═══ Exercise text

1933 – 1980

The Miami News
March 3, 1980
Page 6A
Federal prosecutor Jack Eskenazi dies while raking leaves
Patrice Gaines-Carter and Bill Gjebre
Miami News Reporter

A neighbor answered her doorbell yesterday and found U. S. Attorney Jacob (Jack) Eskenazi’s children, Joey, 13, and Stacy, 10, outside. “They said their Daddy had fallen,” she related. Eskenazi, 47, suffered an apparent heart attack while raking leaves at his home at 433 Daroco Ave. in Coral Gables. As the neighbor ran out toward the unconscious Eskenazi, a half dozen others met her. A Metro fire rescue unit took him to Doctors Hospital, where he was pronounced dead at 2:37 p.m.

The sudden death of the chief federal prosecutor for southern Florida took Miami’s judicial community by surprise.
“Nobody ever thought anything like this would happen. We’re all shocked,” Jon Sale, Eskenazi’s top assistant, said.
Sale said U.S. District Court judges from the Southern District will choose a temporary replacement until President Carter names a new judge, based on a recommendation from the state’s senators.

Eskenazi was born in Miami on Sept. 10, 1932, the son of a barber who immigrated from Turkey. He joined the Navy, then received a bachelor of arts degree from Tulane University and a law degree from the University of Florida. He was an FBI agent in training in 1963 when he met his wife, Elaine, a secretary at the FBI headquarters in Washington. He returned to Miami to join the staff of then – state attorney Richard Gerstein. Next he worked on the U.S. Attorney’s staff, was appointed head of the public defender’s office for Southern Florida, became a federal magistrate for the district, then received the U.S. Attorney appointment.

Eskenazi was trim and active, a former Miami Senior High School football player who often jogged with his children on the tracks at the University of Miami.
Bob Rust, who was U.S. Attorney prior to Eskenazi, said, “I spoke at a luncheon for FBI retirees Friday and I heard some of the agents say he was in the hospital with chronic back problems.” Palermo described the chief prosecutor as “a shy, very private person. A highly talented, very honest man.” Miami attorney Neal Sonnett was as shocked as others. “He had a background of high blood pressure and there was a history of heart trouble in his family. There were major cases we prosecuted together and he had bouts with high blood pressure,” said Sonnett, who was Eskenazi’s trial partner at the U.S. Attorney’s Office from 1967 to 1971.

══════
═══ Material shown

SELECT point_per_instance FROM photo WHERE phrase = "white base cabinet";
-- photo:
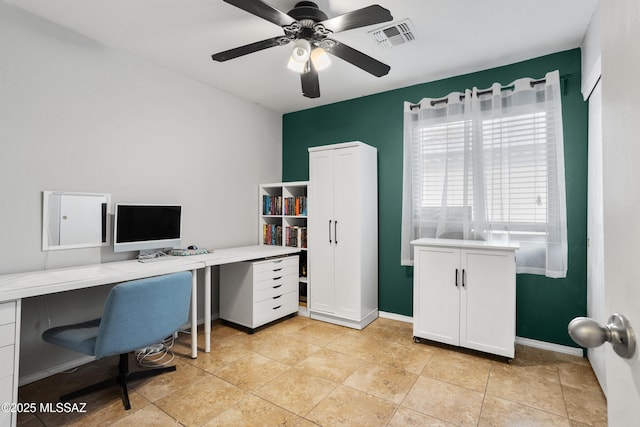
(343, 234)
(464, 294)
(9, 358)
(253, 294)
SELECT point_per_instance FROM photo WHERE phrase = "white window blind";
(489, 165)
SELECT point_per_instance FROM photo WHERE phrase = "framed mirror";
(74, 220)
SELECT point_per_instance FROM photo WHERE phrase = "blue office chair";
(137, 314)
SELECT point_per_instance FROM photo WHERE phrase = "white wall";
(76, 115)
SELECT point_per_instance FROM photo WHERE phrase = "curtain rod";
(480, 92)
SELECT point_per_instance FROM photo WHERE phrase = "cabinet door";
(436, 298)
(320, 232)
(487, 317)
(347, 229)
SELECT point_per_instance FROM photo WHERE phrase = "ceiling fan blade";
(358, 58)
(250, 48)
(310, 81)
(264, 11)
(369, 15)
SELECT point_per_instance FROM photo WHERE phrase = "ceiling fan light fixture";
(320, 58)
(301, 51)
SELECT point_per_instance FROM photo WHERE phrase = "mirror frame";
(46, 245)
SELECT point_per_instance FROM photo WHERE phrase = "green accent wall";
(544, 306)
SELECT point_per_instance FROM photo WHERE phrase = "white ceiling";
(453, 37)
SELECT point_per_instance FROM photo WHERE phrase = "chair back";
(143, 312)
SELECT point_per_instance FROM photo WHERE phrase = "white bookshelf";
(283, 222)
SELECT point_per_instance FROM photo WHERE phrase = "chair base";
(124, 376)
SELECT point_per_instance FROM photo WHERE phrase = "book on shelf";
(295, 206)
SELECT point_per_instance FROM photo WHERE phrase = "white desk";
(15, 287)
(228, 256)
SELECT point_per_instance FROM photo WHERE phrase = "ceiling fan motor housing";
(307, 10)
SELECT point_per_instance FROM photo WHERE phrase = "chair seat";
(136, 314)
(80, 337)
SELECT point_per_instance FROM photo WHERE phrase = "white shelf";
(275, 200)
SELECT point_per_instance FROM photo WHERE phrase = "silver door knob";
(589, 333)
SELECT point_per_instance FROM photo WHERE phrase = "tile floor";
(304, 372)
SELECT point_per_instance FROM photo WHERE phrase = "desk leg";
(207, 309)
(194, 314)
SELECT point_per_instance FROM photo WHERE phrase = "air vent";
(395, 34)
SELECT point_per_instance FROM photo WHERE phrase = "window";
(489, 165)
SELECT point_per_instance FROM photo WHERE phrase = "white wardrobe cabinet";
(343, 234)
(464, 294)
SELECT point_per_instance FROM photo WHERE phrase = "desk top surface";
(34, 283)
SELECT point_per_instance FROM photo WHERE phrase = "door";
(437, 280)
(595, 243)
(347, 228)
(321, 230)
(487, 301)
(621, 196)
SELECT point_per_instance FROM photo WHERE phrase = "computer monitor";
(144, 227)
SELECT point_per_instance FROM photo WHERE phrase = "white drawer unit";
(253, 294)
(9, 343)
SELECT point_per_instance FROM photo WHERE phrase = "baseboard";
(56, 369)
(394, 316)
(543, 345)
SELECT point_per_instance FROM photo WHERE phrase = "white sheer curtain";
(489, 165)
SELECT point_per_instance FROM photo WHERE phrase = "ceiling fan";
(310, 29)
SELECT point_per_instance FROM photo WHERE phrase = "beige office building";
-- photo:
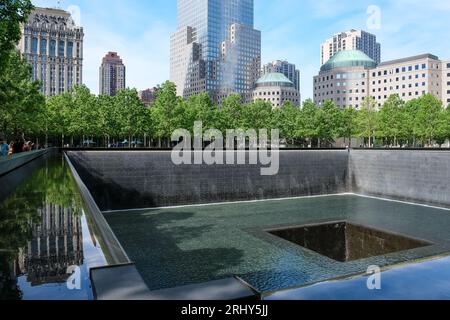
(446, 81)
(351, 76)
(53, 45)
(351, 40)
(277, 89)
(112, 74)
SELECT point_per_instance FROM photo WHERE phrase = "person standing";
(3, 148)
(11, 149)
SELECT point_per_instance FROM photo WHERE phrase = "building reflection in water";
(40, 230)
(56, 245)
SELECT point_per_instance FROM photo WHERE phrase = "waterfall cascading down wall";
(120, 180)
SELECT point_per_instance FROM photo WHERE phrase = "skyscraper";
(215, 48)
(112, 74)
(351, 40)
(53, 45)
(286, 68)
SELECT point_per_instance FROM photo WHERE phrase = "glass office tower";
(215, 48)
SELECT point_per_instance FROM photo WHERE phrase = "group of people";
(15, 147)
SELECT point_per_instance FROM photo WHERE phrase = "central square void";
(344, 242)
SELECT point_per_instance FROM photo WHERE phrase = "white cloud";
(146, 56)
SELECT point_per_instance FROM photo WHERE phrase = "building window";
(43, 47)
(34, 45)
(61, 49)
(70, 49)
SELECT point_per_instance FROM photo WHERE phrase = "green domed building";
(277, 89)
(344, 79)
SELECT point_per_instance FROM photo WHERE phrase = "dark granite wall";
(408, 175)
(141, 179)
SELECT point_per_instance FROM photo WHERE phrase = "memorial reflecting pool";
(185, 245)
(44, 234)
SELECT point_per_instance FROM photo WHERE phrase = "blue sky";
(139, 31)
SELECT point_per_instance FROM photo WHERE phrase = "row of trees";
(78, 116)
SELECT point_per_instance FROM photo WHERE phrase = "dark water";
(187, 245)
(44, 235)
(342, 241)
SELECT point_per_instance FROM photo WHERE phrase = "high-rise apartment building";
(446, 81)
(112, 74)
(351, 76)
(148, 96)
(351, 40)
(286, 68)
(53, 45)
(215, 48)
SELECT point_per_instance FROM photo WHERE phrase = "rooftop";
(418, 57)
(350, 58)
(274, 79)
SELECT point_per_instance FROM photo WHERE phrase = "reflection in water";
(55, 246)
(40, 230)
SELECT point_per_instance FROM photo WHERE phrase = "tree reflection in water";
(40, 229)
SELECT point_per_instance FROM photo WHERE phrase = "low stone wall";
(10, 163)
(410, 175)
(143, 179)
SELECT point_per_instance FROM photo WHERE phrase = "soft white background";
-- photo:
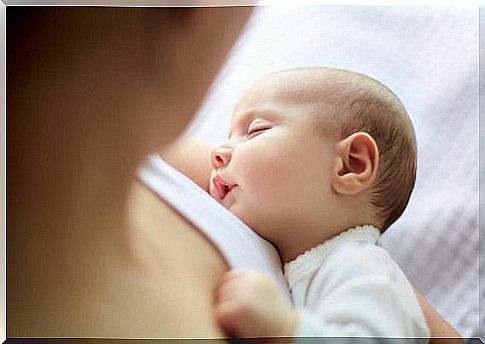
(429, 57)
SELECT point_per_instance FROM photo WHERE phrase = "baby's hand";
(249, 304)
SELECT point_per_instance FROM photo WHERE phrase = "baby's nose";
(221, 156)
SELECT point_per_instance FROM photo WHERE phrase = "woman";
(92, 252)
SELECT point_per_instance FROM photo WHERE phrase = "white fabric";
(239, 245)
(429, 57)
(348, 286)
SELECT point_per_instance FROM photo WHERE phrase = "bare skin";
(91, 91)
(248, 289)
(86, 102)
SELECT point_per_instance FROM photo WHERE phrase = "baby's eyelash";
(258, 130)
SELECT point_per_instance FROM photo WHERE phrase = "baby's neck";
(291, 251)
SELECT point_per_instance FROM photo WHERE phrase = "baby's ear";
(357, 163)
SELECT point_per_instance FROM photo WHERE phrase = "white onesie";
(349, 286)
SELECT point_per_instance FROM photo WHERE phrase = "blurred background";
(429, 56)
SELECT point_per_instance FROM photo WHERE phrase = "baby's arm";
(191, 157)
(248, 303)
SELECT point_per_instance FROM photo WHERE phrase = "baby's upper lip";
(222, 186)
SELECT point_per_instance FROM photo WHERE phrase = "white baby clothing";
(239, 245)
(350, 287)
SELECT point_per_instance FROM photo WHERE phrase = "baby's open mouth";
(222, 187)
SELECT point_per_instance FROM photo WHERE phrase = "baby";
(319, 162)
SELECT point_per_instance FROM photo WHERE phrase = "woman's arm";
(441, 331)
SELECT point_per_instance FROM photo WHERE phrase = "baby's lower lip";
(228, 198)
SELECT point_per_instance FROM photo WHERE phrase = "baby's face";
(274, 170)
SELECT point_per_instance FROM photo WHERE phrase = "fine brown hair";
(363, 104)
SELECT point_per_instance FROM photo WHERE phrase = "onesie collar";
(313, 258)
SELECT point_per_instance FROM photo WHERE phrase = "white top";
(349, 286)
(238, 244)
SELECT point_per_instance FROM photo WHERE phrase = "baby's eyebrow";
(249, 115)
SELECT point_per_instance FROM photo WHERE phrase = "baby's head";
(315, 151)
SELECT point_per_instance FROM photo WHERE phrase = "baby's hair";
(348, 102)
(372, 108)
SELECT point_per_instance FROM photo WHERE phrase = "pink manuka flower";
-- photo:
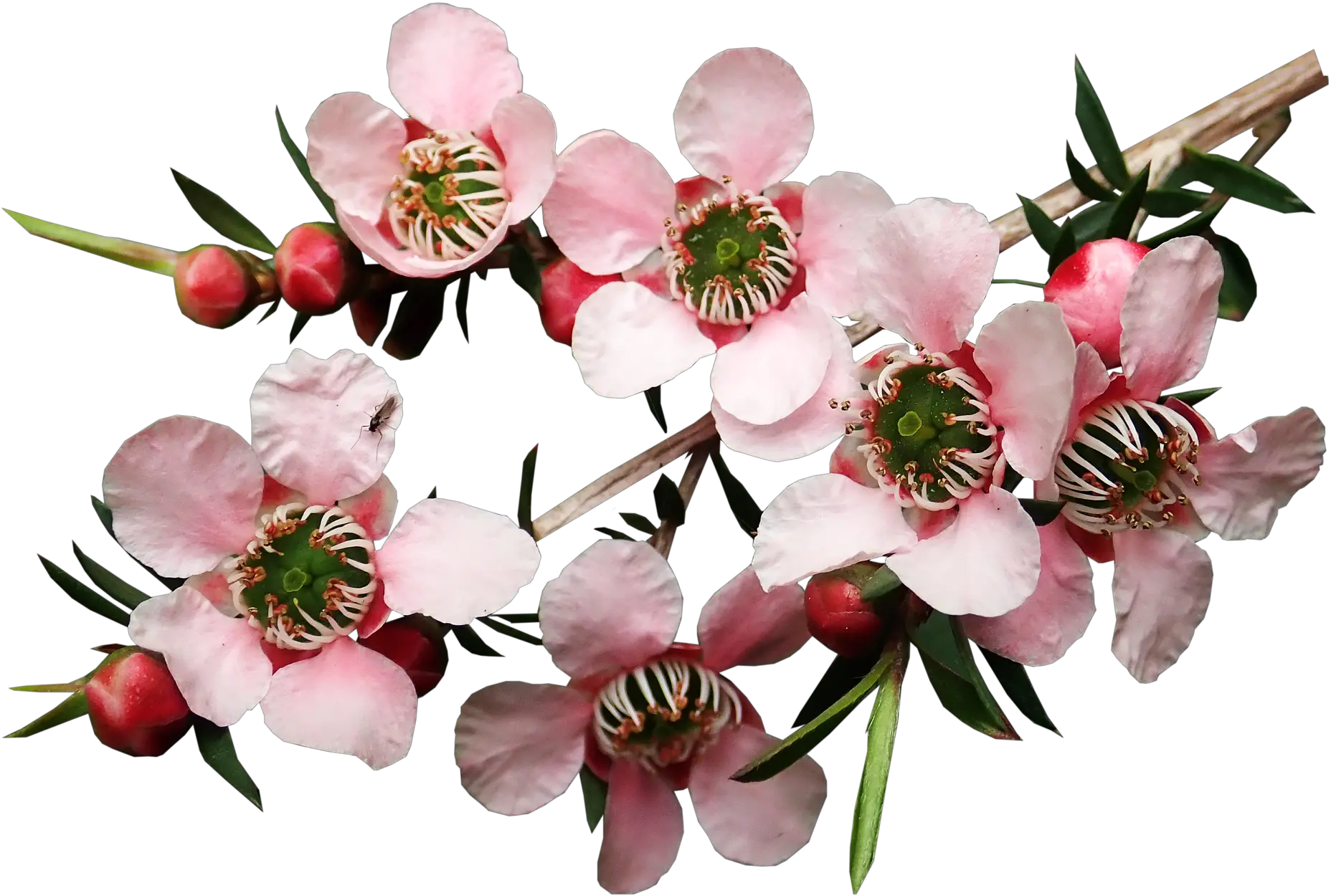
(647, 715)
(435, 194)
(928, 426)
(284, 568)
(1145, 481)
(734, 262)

══════

◆ Your instructions: In the news article about Jack Eskenazi's death, which hospital was he taken to, and at what time was he pronounced dead there?

◆ Output for this task: Doctors Hospital, at 2:37 p.m.